The expected output is every entry, repeated exactly.

*** Records provided Section Begins ***

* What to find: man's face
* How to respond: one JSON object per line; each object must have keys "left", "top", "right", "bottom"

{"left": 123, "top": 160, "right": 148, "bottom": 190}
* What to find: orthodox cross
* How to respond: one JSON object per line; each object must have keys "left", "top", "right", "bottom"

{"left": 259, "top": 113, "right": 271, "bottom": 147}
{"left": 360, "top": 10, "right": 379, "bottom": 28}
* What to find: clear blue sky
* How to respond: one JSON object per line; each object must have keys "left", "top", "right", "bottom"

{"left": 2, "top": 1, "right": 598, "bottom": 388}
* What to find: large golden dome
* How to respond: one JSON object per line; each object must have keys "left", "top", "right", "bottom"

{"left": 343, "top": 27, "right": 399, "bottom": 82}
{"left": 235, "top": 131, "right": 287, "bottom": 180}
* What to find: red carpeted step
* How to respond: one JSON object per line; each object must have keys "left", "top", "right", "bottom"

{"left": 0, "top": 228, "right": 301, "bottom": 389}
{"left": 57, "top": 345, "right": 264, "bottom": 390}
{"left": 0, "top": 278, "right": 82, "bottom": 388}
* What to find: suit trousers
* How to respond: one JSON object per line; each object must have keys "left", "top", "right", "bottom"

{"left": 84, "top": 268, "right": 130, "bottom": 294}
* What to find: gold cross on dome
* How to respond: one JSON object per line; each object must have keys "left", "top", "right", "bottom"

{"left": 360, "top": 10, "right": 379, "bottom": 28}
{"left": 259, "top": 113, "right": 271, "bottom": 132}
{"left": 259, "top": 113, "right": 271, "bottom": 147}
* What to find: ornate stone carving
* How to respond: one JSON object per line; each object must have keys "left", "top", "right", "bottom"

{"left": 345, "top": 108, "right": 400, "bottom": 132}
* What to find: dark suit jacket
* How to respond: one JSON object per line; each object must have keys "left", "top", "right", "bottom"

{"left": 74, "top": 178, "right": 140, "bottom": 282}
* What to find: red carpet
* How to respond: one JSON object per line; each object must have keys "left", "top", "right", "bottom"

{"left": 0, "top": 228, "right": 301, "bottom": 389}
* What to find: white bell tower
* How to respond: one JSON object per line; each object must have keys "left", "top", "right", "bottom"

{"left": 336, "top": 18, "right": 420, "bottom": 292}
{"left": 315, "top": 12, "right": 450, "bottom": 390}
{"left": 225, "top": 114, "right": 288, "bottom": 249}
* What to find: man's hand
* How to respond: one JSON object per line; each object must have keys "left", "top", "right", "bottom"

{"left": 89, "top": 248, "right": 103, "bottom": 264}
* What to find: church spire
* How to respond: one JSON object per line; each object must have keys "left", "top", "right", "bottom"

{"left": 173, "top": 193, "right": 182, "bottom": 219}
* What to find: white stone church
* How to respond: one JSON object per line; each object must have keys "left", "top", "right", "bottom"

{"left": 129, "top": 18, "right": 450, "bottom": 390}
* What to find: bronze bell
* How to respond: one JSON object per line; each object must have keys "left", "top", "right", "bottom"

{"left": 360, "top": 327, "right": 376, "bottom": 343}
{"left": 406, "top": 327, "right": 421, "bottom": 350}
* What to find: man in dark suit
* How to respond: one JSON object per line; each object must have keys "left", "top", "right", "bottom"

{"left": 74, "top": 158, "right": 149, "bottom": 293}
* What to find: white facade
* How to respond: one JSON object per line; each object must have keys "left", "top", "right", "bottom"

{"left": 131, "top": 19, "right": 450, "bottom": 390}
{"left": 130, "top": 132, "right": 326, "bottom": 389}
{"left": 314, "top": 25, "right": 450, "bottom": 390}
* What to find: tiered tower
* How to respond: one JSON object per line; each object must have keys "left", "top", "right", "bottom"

*** Records provided Section Ends ***

**Result:**
* What to find: man's face
* How to respond: one JSON object per line; each object must have keys "left", "top", "right", "bottom"

{"left": 123, "top": 160, "right": 148, "bottom": 190}
* What to find: orthodox cross
* How to respond: one JSON object per line; each object must have keys "left", "top", "right", "bottom"

{"left": 259, "top": 113, "right": 271, "bottom": 147}
{"left": 360, "top": 10, "right": 379, "bottom": 28}
* What to find: clear blue sky
* How to respond: one JSON object per line; each object must have keys "left", "top", "right", "bottom"

{"left": 2, "top": 1, "right": 598, "bottom": 388}
* What to find: large golden dome
* How to respond: one JSON object per line; each object must have keys "left", "top", "right", "bottom"

{"left": 343, "top": 27, "right": 399, "bottom": 82}
{"left": 235, "top": 131, "right": 287, "bottom": 180}
* What to find: red carpeted step
* How to respond: one JSON object per line; each object must have keys "left", "top", "right", "bottom"

{"left": 0, "top": 228, "right": 301, "bottom": 389}
{"left": 57, "top": 345, "right": 264, "bottom": 390}
{"left": 0, "top": 278, "right": 82, "bottom": 388}
* What to find: suit trousers
* How to respond: one JSON object per line; each object must have keys "left", "top", "right", "bottom"

{"left": 84, "top": 268, "right": 130, "bottom": 294}
* What to find: gold cross on dome
* How to respond: one JSON object per line; each object must have keys "left", "top", "right", "bottom"

{"left": 360, "top": 10, "right": 379, "bottom": 28}
{"left": 259, "top": 113, "right": 271, "bottom": 132}
{"left": 259, "top": 113, "right": 271, "bottom": 147}
* What to find: ornate stone carving
* How to respond: one JSON object per line; each object must have keys "left", "top", "right", "bottom"

{"left": 345, "top": 108, "right": 400, "bottom": 132}
* What to find: dark suit jacket
* How to respond: one JSON object per line; each object must have keys "left", "top", "right", "bottom"

{"left": 74, "top": 178, "right": 140, "bottom": 282}
* What to find: red carpet
* How to respond: one JSON object per line; each object must have keys "left", "top", "right", "bottom"

{"left": 0, "top": 228, "right": 301, "bottom": 389}
* What to find: white bell tower
* How to respond: one JSON object per line; each object must have keys "left", "top", "right", "bottom"

{"left": 336, "top": 18, "right": 420, "bottom": 292}
{"left": 315, "top": 12, "right": 450, "bottom": 390}
{"left": 225, "top": 114, "right": 288, "bottom": 249}
* What to find: man's hand
* How to respond: one JSON object per line; each object must have keys "left", "top", "right", "bottom"

{"left": 89, "top": 248, "right": 103, "bottom": 264}
* What to find: church spire
* How to respond: one JSON object per line; each object must have keys "left", "top", "right", "bottom"

{"left": 173, "top": 193, "right": 182, "bottom": 219}
* What to find: white stone church
* How to respond: one JSON object per line; each object must have keys "left", "top", "right", "bottom"

{"left": 129, "top": 18, "right": 450, "bottom": 390}
* What to find: bronze bell
* How to respond: one JSON object per line; each object must have keys "left", "top", "right", "bottom"

{"left": 360, "top": 327, "right": 376, "bottom": 343}
{"left": 406, "top": 327, "right": 421, "bottom": 350}
* What to find: man in dark suit
* How to respond: one JSON object per line; each object must have keys "left", "top", "right", "bottom"

{"left": 74, "top": 158, "right": 149, "bottom": 293}
* What to find: white facade
* How to respond: one JSON object per line; each object must have keys "left", "top", "right", "bottom"

{"left": 131, "top": 19, "right": 450, "bottom": 390}
{"left": 130, "top": 132, "right": 326, "bottom": 389}
{"left": 314, "top": 25, "right": 450, "bottom": 390}
* What to find: tiered tower
* How to respond: one JSON object per line; each object must have keys "left", "top", "right", "bottom"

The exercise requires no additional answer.